While giving a tour of the place late last week, Schmidt and Michael Hanan, the executive director of the Prairie Lakes Solid Waste Authority, explained that the expansion project will allow for new technologies and processes to increase the facility’s capacity and efficiency, and to add a recycling component.

When complete, the three-phase project will expand the current facility by 68,000-square-feet, they said. The building will look markedly different than it does today, not only larger but more enclosed, hiding some pipes and other industrial features that are currently visible from the outside.

Fast progress is being made on the expansion. Work got underway in mid-April, and as of late last week, some new walls were already up, roof work had begun and the dirt was flying as crews busily made their way around the construction site.

The first phase of the project is the addition of a new Material Recovery Facility, or MRF. Currently, waste goes into the incinerator raw. The MRF will serve as a pre-processing point for that waste, so recyclables can be saved and non-combustibles removed.

■ **Record list**:
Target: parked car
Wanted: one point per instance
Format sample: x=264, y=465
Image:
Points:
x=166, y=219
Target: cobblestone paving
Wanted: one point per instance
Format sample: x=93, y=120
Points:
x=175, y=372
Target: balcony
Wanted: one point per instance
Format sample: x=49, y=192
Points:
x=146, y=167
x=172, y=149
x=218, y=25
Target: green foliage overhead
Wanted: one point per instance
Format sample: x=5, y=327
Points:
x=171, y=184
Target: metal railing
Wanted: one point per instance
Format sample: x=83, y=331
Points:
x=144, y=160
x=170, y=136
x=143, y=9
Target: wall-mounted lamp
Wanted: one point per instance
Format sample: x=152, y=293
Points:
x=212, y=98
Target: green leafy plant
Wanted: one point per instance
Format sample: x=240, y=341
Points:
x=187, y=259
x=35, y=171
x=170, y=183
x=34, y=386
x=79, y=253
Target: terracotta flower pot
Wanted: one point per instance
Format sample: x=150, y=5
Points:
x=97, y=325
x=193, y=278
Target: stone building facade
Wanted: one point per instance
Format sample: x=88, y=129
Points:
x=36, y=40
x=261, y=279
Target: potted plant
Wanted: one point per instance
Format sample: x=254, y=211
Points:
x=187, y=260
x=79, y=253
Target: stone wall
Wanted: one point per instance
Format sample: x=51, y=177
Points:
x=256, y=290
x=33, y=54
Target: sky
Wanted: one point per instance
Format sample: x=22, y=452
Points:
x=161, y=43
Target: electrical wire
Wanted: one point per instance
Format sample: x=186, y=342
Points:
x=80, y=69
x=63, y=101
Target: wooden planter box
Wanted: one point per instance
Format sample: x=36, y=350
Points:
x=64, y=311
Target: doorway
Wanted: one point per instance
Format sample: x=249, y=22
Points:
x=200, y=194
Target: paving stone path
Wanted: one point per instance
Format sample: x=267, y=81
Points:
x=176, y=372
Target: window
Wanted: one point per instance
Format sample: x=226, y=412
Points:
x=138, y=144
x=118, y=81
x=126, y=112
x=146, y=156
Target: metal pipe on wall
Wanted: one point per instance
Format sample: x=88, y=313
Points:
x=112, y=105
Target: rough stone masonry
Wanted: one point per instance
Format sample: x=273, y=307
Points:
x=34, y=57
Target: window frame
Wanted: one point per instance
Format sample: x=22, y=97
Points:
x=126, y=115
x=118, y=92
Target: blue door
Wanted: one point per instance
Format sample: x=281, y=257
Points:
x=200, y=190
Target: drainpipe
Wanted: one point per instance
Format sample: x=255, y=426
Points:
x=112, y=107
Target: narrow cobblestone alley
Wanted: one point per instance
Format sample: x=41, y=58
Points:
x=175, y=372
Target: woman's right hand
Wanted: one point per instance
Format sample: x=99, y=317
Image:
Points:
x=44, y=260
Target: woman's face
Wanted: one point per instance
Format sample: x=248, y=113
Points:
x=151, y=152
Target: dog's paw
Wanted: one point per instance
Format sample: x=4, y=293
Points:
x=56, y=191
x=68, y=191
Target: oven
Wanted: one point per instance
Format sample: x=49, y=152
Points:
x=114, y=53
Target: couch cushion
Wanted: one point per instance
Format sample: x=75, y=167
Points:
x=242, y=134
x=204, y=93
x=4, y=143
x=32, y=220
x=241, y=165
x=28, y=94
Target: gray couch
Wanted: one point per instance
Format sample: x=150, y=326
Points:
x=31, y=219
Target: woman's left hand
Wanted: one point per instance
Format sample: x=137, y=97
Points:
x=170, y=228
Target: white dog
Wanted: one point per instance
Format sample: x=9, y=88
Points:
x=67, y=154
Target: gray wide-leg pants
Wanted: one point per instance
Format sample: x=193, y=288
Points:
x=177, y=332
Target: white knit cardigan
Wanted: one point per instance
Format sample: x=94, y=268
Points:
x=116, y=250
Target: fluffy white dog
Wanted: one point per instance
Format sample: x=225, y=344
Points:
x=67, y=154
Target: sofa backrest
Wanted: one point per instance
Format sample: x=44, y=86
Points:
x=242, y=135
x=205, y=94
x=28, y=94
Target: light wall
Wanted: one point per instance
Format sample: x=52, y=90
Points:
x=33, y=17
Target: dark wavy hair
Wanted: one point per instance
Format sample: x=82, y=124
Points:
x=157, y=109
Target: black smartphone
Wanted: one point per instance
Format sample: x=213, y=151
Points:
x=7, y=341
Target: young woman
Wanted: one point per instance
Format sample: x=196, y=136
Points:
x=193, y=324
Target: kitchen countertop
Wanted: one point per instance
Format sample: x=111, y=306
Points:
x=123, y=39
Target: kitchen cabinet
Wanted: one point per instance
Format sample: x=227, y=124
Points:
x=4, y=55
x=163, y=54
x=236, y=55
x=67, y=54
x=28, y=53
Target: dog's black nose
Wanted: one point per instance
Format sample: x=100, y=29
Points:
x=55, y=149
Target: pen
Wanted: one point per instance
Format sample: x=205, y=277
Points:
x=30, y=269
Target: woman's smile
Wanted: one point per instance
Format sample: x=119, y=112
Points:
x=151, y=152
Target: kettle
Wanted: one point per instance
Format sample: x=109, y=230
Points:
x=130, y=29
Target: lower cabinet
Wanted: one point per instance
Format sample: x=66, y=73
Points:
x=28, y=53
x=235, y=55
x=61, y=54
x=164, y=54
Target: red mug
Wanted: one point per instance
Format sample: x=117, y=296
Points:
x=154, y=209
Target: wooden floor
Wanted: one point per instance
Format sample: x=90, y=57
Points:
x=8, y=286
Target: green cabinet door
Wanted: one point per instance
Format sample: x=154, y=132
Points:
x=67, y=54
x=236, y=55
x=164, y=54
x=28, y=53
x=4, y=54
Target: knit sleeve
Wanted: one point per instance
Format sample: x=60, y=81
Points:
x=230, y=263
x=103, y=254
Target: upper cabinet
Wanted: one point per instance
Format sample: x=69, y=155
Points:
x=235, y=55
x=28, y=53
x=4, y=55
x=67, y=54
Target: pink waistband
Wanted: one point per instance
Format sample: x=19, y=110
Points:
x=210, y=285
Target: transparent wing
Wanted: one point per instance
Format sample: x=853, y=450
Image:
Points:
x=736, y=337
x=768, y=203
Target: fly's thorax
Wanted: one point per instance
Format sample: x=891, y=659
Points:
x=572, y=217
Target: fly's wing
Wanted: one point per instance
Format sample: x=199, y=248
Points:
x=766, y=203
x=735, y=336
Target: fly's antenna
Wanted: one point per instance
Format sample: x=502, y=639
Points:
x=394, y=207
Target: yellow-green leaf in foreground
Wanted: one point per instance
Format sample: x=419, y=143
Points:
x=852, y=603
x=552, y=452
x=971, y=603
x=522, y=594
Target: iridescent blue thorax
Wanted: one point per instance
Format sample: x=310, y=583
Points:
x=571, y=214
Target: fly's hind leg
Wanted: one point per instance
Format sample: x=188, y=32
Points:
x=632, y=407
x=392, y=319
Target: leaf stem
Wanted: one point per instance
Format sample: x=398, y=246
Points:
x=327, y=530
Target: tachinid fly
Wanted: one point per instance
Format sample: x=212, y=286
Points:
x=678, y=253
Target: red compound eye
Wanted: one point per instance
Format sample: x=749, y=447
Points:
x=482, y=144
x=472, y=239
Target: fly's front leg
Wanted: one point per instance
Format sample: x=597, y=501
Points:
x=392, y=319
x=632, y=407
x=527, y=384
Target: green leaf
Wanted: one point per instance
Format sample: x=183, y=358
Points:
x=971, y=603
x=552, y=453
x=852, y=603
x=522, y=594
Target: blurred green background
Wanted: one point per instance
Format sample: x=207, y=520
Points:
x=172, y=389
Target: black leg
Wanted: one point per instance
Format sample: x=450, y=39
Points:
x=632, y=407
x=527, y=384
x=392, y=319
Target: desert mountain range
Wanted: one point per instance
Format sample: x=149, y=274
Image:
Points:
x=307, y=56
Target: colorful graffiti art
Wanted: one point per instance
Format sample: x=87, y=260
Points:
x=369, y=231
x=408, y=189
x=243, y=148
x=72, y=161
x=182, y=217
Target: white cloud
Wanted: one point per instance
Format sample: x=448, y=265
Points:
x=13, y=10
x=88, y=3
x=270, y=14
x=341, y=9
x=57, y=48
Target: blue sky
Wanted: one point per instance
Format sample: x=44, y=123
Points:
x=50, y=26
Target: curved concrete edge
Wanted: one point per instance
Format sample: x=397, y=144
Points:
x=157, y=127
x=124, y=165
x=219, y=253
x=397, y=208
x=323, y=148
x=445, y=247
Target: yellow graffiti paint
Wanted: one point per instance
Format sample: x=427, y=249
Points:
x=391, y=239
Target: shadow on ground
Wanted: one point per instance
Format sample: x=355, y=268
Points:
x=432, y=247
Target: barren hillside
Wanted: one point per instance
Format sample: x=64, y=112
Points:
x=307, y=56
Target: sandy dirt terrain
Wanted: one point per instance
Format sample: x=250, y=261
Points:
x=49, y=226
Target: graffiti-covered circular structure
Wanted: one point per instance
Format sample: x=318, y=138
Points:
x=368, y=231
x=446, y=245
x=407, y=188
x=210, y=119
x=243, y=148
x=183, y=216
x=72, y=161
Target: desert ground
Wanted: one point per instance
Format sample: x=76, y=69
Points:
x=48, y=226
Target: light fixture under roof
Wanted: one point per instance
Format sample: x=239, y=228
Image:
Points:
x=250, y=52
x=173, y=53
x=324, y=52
==
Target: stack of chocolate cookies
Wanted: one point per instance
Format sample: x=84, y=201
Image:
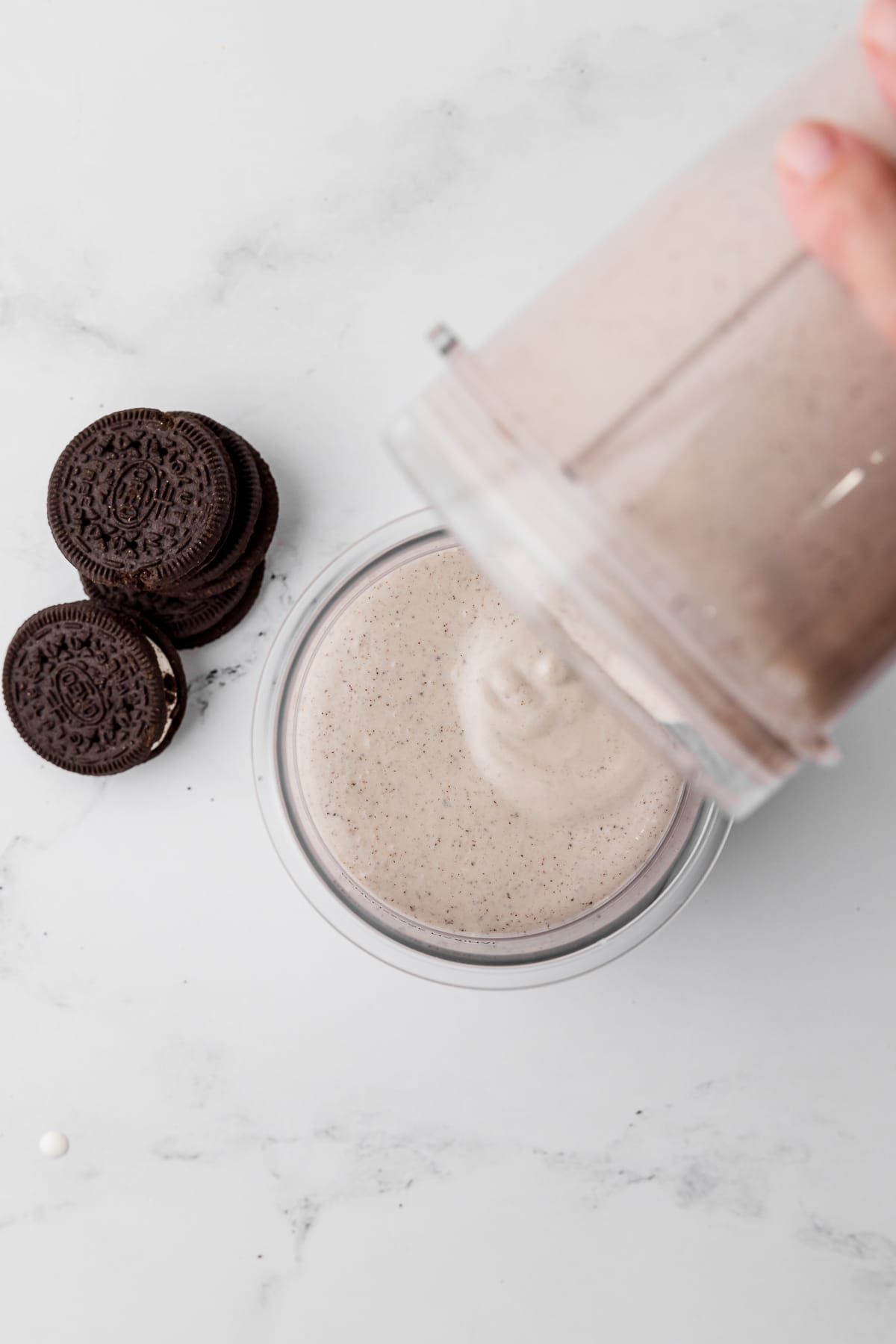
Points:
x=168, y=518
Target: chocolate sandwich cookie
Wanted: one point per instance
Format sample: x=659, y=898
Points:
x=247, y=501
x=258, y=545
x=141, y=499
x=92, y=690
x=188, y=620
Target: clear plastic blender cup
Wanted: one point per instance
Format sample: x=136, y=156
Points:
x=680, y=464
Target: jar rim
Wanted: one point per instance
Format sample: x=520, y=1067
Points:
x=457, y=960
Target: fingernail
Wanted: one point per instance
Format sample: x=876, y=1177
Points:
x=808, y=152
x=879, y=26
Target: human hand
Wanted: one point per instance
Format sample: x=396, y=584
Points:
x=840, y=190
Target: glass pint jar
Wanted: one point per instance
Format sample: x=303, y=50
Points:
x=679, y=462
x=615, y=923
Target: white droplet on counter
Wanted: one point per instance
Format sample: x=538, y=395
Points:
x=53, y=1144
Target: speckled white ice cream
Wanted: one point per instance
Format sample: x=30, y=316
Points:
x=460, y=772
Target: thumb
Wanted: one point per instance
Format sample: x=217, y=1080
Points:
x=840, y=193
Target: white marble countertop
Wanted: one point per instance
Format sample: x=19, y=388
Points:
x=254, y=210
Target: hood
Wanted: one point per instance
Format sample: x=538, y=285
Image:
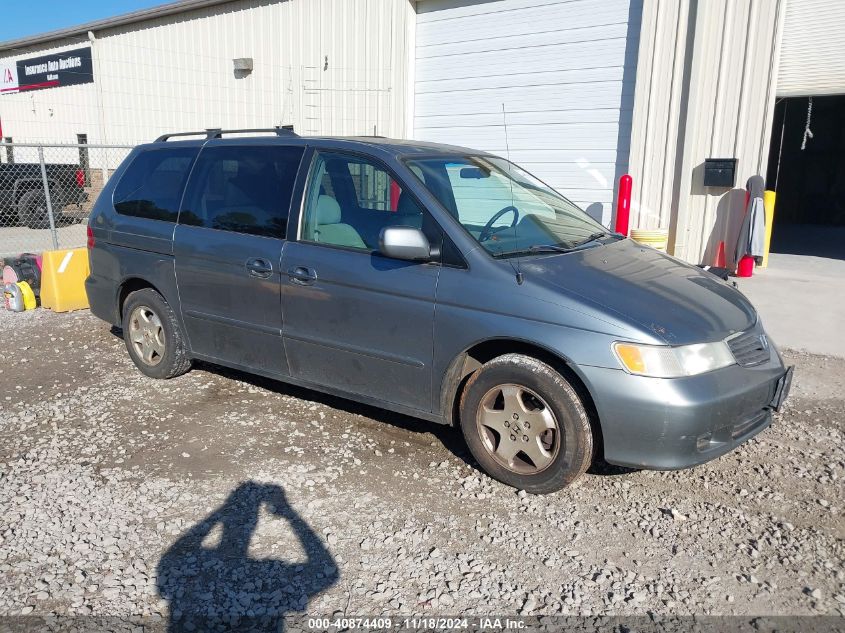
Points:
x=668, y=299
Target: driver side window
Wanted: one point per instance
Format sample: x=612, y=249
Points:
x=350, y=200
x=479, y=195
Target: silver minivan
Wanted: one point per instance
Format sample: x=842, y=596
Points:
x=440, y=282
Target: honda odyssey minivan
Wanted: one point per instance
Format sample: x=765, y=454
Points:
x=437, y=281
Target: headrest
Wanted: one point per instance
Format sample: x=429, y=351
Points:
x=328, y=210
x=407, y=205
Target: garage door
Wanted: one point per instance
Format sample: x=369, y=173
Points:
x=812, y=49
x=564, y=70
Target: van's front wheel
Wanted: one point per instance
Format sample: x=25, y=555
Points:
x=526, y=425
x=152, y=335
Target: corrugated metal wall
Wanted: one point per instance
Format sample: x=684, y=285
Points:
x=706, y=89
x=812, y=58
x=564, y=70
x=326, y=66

■ **What you will do**:
1. Print the stretch of the passage on the facility expansion from "Fast progress is" through "and non-combustibles removed.".
2. Rescale the stretch of rows from the line containing "Target: rough stone masonry" through the line containing "x=170, y=228". Reproduce every line in it, requests included, but multiply each point coordinate in the answers by 0.65 and round to a whole number, halves up. Leave the format samples unchanged, and output only those lines.
The passage on the facility expansion and the rows are unrelated material.

■ **Responses to the tasks**:
1.
Fast progress is being made on the expansion. Work got underway in mid-April, and as of late last week, some new walls were already up, roof work had begun and the dirt was flying as crews busily made their way around the construction site.

The first phase of the project is the addition of a new Material Recovery Facility, or MRF. Currently, waste goes into the incinerator raw. The MRF will serve as a pre-processing point for that waste, so recyclables can be saved and non-combustibles removed.

2.
Target: rough stone masonry
Wanted: one point per instance
Format sample: x=273, y=307
Points:
x=22, y=37
Target: window frame
Wanted: one point per instance
Format sample: x=22, y=97
Points:
x=82, y=75
x=77, y=60
Target: blue door
Wanted: one point per instance
Format sample: x=281, y=257
Points:
x=130, y=124
Target: drainpipe
Wanted: one point per instance
Format sample: x=255, y=426
Points:
x=73, y=70
Target: narrow cobblestone alley
Wanted: one point per instance
Format sample: x=41, y=58
Points:
x=114, y=242
Target: woman's right hand
Wanted: one point per instance
Format sample: x=99, y=317
Image:
Points:
x=29, y=169
Target: woman's face
Wanted: one point per instance
Format sample: x=248, y=113
Points:
x=98, y=99
Target: dog's paw
Wanted: one point per instance
Format sample: x=4, y=293
Points:
x=36, y=124
x=44, y=124
Target: oven
Wanted: one point per instance
Format sample: x=49, y=152
Points:
x=74, y=34
Target: couch cushion
Wanted: one point per instance
Format sample: x=75, y=167
Points:
x=157, y=87
x=133, y=60
x=3, y=93
x=21, y=143
x=157, y=107
x=18, y=61
Target: gray couch
Wanted: one point per instance
Format sample: x=150, y=326
Points:
x=20, y=142
Target: woman's left hand
Wanted: one point per instance
Format sample: x=137, y=97
Points:
x=111, y=148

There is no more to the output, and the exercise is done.